Please reproduce the listing below word for word, leaving out the pictures.
+ + + + +
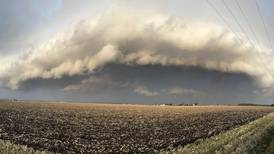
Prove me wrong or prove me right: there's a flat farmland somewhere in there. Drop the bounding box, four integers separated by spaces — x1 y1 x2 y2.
0 102 274 153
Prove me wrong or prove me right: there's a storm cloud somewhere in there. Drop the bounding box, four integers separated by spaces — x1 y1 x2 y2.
0 9 274 91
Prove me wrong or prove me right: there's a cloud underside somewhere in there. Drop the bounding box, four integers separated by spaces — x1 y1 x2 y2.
0 8 274 92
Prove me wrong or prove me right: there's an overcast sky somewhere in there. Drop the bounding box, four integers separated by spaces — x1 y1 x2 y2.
0 0 274 104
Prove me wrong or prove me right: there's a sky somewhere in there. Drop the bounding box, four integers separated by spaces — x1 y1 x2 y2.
0 0 274 104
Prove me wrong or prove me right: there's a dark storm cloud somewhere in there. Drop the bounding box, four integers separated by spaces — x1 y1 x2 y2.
0 6 273 100
61 64 256 103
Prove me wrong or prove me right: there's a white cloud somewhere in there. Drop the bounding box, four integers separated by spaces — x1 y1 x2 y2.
167 88 206 97
134 86 160 97
0 10 274 89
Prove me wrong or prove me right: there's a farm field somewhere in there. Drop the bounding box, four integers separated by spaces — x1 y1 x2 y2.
161 113 274 154
0 102 274 153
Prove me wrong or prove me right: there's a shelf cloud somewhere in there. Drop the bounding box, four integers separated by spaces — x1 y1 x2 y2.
0 9 274 91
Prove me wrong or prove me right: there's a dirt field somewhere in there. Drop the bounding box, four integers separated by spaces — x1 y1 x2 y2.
0 103 274 153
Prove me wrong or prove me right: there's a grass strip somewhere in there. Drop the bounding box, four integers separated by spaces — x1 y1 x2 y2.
160 113 274 154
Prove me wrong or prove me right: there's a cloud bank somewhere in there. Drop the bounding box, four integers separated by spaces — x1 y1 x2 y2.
0 10 274 90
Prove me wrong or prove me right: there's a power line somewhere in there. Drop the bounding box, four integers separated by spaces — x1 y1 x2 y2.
206 0 243 44
207 0 272 76
234 0 270 66
255 0 273 52
235 0 259 47
222 0 256 47
222 0 273 76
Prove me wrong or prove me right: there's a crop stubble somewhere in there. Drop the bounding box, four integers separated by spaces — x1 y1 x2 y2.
0 103 273 153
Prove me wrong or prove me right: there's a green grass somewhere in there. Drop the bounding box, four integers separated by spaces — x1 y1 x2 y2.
0 140 49 154
161 113 274 154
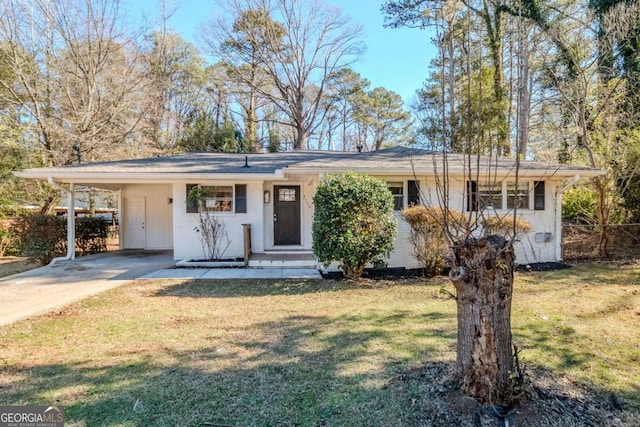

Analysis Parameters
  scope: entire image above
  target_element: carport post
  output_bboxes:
[48,177,76,264]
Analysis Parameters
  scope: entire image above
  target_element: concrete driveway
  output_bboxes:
[0,250,175,326]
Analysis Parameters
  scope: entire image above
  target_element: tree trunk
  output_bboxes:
[451,235,521,406]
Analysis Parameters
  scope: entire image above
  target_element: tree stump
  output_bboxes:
[450,235,521,406]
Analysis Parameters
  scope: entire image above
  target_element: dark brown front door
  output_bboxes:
[273,185,300,245]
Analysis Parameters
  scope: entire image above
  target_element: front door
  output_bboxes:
[123,197,146,249]
[273,185,300,245]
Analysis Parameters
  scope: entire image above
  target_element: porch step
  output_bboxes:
[249,251,318,268]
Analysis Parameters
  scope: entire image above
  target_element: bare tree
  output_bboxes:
[204,0,363,149]
[386,0,528,406]
[0,0,143,165]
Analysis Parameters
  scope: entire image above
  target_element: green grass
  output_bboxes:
[0,264,640,426]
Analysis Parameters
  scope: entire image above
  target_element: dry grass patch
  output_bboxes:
[0,265,640,426]
[0,257,41,277]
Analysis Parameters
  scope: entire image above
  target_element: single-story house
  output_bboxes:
[16,147,602,268]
+ + + + +
*Response for this exercise*:
Prove me wrong or prove me right: there's a flat farmland somewhere in there. Drop the bounding box, four integers separated by spaces — x1 y1 x2 y2.
0 102 274 153
Prove me wrong or prove me right: there's a storm cloud somewhere in there. Drop the bounding box, four integers separated by spaces — x1 y1 x2 y2.
0 9 274 91
Prove me wrong or prove me right: there's a cloud underside somewhere in there. Drop the bounding box, four integers separated by spaces — x1 y1 x2 y2.
0 8 274 92
Prove me wrong or prove me right: there's an overcast sky somewhere in there. Drop the bounding box, four integers separated by spaces — x1 y1 x2 y2.
0 0 274 104
Prove me wrong or prove me right: there's a sky somewhere in there. Drop the bounding box, four integers separated by spaces — x1 y1 x2 y2.
0 0 274 104
Prove me wrong or prove me right: there's a dark storm cloud somewhere in there. Drop the bounding box, four integers separated by spaces — x1 y1 x2 y2.
0 6 273 100
61 64 256 103
Prove me wrong or prove me right: there's a white cloud somewhere in there. Drop the bounding box, four integers separated by spaces — x1 y1 x2 y2.
167 88 206 97
134 86 160 97
0 10 274 89
Prove me wrong or prove me right: there's a farm field somewhere in there. Drop the bounding box, four integers separated by spaces — x1 y1 x2 y2.
161 113 274 154
0 102 274 153
Prove me wrong or prove me right: there's a shelf cloud somewhere in there. Drop the bounding box, four integers separated by spaces — x1 y1 x2 y2.
0 9 274 91
Prove me wrong or prove me right: there's a dirt field somewhere in there. Drop the bounding box, four integers separated by spaces — x1 y1 x2 y2.
0 103 274 153
Prove me wrong or prove me right: there's a grass strip somewhere in there. Drop the bounding box, four integers separated by spaces — x1 y1 x2 y2.
160 113 274 154
Prove me wrong or prove me right: there's a cloud bank somewhere in there. Drop the bounding box, four integers separated by spaces — x1 y1 x2 y2.
0 10 274 90
Prove me wrong or prove me right: there's a power line somewhere in there. Drop the bounding box, four integers separated by spaces — x1 y1 x2 y2.
206 0 243 44
207 0 272 76
234 0 270 66
255 0 273 52
235 0 259 47
222 0 256 47
222 0 273 76
Prove me wrong or prove me right: there's a crop stubble somewhere in there. Drop the bounding box, four integers separated by spaces — x1 y1 x2 y2.
0 103 273 153
Prove me wrong or prove me right: there's a green grass somewhere in there. Drop the bounding box, four integers separated by spaces — x1 y1 x2 y2.
0 140 49 154
161 113 274 154

Analysis Parameters
  scope: entire image above
  target_element: carport post
  output_bboxes:
[48,177,76,264]
Analysis Parameters
  scope: entire image above
  target_element: concrete driveway
  output_bboxes:
[0,250,175,326]
Analysis Parameters
  scope: entire image above
  target_element: tree trunk
  output_bboxes:
[451,235,521,406]
Analysis Parameters
  scope: entire image above
  target_element: tree stump
  output_bboxes:
[450,235,521,406]
Analysis Parameters
  scope: entire image above
  target_element: dark brown front door
  output_bboxes:
[273,185,300,245]
Analysis Parameters
  scope: entire image above
  target_element: front door
  output_bboxes:
[123,197,146,249]
[273,185,300,245]
Analysis Parameters
  scope: entire image above
  target_element: porch step
  output_bboxes:
[249,251,318,268]
Analysis Parameters
  scope: entire image above
  target_element: bare tree
  output_bboxes:
[204,0,363,149]
[386,0,528,406]
[0,0,143,165]
Analysis Parameters
  scope: entire image above
  target_element: green grass
  output_bboxes:
[0,264,640,426]
Analysis Parameters
  scope: entire image above
  target_element: dry grass patch
  output_bboxes:
[0,265,640,426]
[0,257,41,277]
Analysis Parameters
  scope: entire image above
  target_element: single-story house
  output_bboxes:
[16,147,602,268]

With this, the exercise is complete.